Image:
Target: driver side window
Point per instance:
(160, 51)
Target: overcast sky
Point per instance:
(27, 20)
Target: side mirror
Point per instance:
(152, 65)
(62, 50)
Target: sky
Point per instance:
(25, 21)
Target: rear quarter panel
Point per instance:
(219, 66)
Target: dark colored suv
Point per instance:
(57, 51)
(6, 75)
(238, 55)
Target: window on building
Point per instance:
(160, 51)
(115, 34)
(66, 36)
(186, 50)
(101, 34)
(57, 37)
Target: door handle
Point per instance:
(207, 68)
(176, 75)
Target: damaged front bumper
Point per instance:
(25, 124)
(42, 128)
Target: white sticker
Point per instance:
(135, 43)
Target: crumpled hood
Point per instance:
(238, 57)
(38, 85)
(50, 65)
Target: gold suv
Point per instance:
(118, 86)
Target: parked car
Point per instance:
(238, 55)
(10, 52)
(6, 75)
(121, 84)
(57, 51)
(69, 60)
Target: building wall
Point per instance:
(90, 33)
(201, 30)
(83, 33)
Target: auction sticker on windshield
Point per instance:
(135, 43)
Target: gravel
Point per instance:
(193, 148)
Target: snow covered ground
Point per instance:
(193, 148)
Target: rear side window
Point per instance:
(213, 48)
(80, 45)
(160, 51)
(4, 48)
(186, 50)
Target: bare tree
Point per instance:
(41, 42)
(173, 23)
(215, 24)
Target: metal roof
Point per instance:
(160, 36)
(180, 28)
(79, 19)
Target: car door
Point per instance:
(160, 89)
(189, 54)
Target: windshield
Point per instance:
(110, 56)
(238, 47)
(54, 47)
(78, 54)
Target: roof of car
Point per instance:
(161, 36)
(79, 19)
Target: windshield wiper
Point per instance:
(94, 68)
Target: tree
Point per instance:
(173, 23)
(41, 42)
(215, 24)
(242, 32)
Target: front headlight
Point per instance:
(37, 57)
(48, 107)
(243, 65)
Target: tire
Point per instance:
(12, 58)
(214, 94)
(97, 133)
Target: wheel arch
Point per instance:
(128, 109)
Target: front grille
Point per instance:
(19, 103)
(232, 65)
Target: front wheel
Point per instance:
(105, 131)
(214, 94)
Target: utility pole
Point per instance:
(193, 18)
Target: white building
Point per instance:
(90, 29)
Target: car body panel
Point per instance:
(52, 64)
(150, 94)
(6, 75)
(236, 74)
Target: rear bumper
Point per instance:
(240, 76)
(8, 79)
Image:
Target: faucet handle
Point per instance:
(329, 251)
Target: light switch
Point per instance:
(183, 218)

####################

-- Problem to work on --
Return each entry exactly. Leave none out.

-- Answer to this task --
Image:
Target: driver side window
Point per instance:
(160, 51)
Target: overcast sky
Point per instance:
(27, 20)
Target: side mirror
Point per instance:
(152, 65)
(62, 50)
Target: sky
Point per instance:
(25, 21)
Target: rear quarter panel
Point per instance:
(219, 66)
Target: dark colored suv
Point per instance:
(57, 51)
(6, 75)
(238, 55)
Target: window on building
Point per instance:
(160, 51)
(115, 34)
(66, 36)
(186, 50)
(101, 34)
(57, 37)
Target: door handle
Point per instance:
(207, 68)
(176, 75)
Target: damaged front bumper
Point per instance:
(25, 124)
(42, 128)
Target: white sticker
Point per instance:
(135, 43)
Target: crumpled hood
Point per instance:
(238, 57)
(38, 85)
(50, 65)
Target: gold suv
Point per instance:
(118, 86)
Target: parked car
Point per instance:
(238, 55)
(10, 52)
(6, 75)
(121, 84)
(57, 51)
(69, 60)
Target: building wall
Point per instance:
(90, 33)
(201, 30)
(83, 33)
Target: auction sticker on windshield
Point per instance:
(135, 43)
Target: gravel
Point per instance:
(193, 148)
Target: snow covered ground
Point per instance:
(193, 148)
Target: rear side window
Point per instance:
(213, 48)
(80, 45)
(160, 51)
(4, 48)
(186, 50)
Target: bare tree
Point per instance:
(41, 42)
(173, 23)
(215, 24)
Target: metal roof
Point per instance:
(160, 36)
(180, 28)
(79, 19)
Target: car door
Point per instance:
(160, 89)
(189, 54)
Target: windshield
Point per instance:
(110, 56)
(238, 47)
(54, 47)
(78, 54)
Target: roof of car
Point per instance:
(161, 36)
(79, 19)
Target: windshield wiper
Point per instance:
(94, 68)
Target: tree
Point per instance:
(173, 23)
(41, 42)
(215, 24)
(242, 32)
Target: front headlight
Point per instance:
(37, 57)
(48, 107)
(243, 65)
Target: tire
Point per instance:
(12, 58)
(214, 94)
(97, 133)
Target: wheel arch
Point per instance:
(128, 109)
Target: front grille
Point per instance:
(19, 103)
(232, 65)
Target: front wheel
Point per instance:
(105, 131)
(214, 94)
Target: utility pole
Point per instance:
(193, 18)
Target: white building
Point per instance:
(90, 29)
Target: car body panel
Point per instance:
(52, 64)
(150, 94)
(6, 75)
(236, 74)
Target: rear bumper
Point per instance:
(240, 76)
(8, 79)
Image:
Target: faucet handle
Point per instance:
(329, 251)
Target: light switch
Point per instance:
(183, 218)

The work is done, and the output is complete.